begin TEXT EXTRACT

For information required by Instruction C to Schedule 13D with respect to the executive officers, directors and/or managers, as applicable, of TRT Holdings, Cresta Investments and Cresta Greenwood, reference is made to Attachments 1, 2 and 3 hereto, each of which is incorporated herein by reference.
Item 4. Purpose of Transaction
Item 4 of the Schedule 13D is hereby amended and supplemented with the following:
On January 25, 2017, the Reporting Persons entered into a letter agreement (the Letter Agreement) with the Issuer and, solely for the limited purposes stated therein, Michael T. Popejoy and Michael Frantz (together, the TRT Nominees). Under the terms of the Letter Agreement, the Issuer agreed to appoint Michael T. Popejoy to the Issuers Board of Directors (the Board) and to take all necessary actions to nominate the TRT Nominees for election to the Board at the Issuers 2017 annual meeting of shareholders (the 2017 Annual Meeting), including, without limitation, nominating, recommending, and including in the Issuers proxy statement the TRT Nominees for election as directors of the Issuer at the 2017 Annual Meeting. The Letter Agreement also provides that the Issuer will not increase the size of the Board to more than seven members prior to the 2017 Annual Meeting. Pursuant to the Letter Agreement at least one of the TRT Nominees will serve on each of the Boards Compensation and Executive Committees until at least the Issuers 2018 annual meeting of shareholders (the 2018 Annual Meeting), and Mr. Popejoy was appointed to the Boards Compensation Committee and Mr. Frantz was appointed to the Boards Executive Committee. If the Reporting Persons and their affiliates beneficially own less than 10% of the outstanding shares of Common Stock, but 5% or more of the outstanding shares of Common Stock, then the Reporting Persons will be entitled to representation on the Board of just one TRT Nominee. If the Reporting Persons and their affiliates beneficially own less than 5% of the outstanding shares of Common Stock, then the Reporting Persons will not be entitled to any representation on the Board.

end TEXT EXTRACT

GIVEN INSTRUCTION 1
Answer these questions using the Schedule 13D excerpt:
(a) Which attachments does it cite for the information on executive officers, directors and managers?
(b) To how many members at most may the Board be enlarged before the 2017 Annual Meeting?
(c) To which Board committee was Mr. Frantz appointed?
GIVEN INSTRUCTION 2
Go on with the Schedule 13D excerpt, starting right after its final sentence.

begin INFORMATION GIVEN

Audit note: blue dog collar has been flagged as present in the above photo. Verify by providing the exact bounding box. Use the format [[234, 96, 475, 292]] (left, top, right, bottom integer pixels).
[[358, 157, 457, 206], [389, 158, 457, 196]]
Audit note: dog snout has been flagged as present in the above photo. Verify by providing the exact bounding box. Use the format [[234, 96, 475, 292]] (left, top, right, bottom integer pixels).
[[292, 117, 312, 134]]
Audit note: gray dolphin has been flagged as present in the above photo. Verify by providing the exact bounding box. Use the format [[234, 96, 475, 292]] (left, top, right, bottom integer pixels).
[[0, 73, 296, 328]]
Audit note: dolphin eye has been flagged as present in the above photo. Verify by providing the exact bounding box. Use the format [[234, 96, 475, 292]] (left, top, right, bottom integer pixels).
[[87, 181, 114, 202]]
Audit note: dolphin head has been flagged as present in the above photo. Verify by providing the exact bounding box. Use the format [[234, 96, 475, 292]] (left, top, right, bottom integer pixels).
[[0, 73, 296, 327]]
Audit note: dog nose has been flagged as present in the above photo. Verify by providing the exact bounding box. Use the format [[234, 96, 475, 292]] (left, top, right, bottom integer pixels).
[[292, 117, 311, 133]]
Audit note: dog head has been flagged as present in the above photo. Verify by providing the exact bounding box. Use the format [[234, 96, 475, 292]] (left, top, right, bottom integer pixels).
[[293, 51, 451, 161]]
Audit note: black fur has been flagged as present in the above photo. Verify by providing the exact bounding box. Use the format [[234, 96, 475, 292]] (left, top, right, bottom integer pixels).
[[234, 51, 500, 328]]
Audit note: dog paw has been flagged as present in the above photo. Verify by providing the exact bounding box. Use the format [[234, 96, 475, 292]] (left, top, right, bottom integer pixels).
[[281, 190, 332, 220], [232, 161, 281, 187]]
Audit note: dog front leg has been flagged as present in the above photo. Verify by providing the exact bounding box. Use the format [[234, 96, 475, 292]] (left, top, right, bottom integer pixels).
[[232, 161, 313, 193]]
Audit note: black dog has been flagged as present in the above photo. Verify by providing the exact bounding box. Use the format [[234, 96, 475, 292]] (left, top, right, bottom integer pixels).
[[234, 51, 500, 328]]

end INFORMATION GIVEN

EXPECTED ANSWER 1
(a) Attachments 1, 2 and 3
(b) Seven members
(c) The Executive Committee

EXPECTED ANSWER 2
Pursuant to the Letter Agreement, the Reporting Persons also agreed to certain restrictions that generally remain in effect until the 2017 Annual Meeting, including, among other things, not to (1) propose any shareholder proposal or seek the nomination of any candidate as a director of the Issuer at the 2017 Annual Meeting (other than the TRT Nominees), (2) solicit shareholders of the Issuer with respect to the approval of any shareholder proposal or the nomination or election of any candidate as a director of the Issuer in opposition to the recommendation of the Board, and (3) call or seek to have called any special meeting of shareholders of the Issuer.
The Letter Agreement further provides that the Reporting Persons will vote all shares of Common Stock that they are entitled to vote at the 2017 Annual Meeting as follows: (1) in favor of the election of each of the Boards nominees for director (including the TRT Nominees), and (2) in accordance with the Boards recommendation with respect to any (i) proposal requesting ratification of the Issuers independent registered public accounting firm, (ii) proposal to approve, on an advisory basis, the compensation of the Issuers named executive officers, and (iii) non-binding shareholder proposal under Section 14a-8 of the Securities Exchange Act of 1934.
The Letter Agreement also provides that until the 2017 Annual Meeting the Issuer and the Reporting Persons will not disparage each other, subject to certain exceptions set forth in the Letter Agreement.
The description of the Letter Agreement set forth above does not purport to be complete and is qualified in its entirety by reference to the Letter Agreement, a copy of which is attached hereto as Exhibit 99.1 and incorporated herein by reference.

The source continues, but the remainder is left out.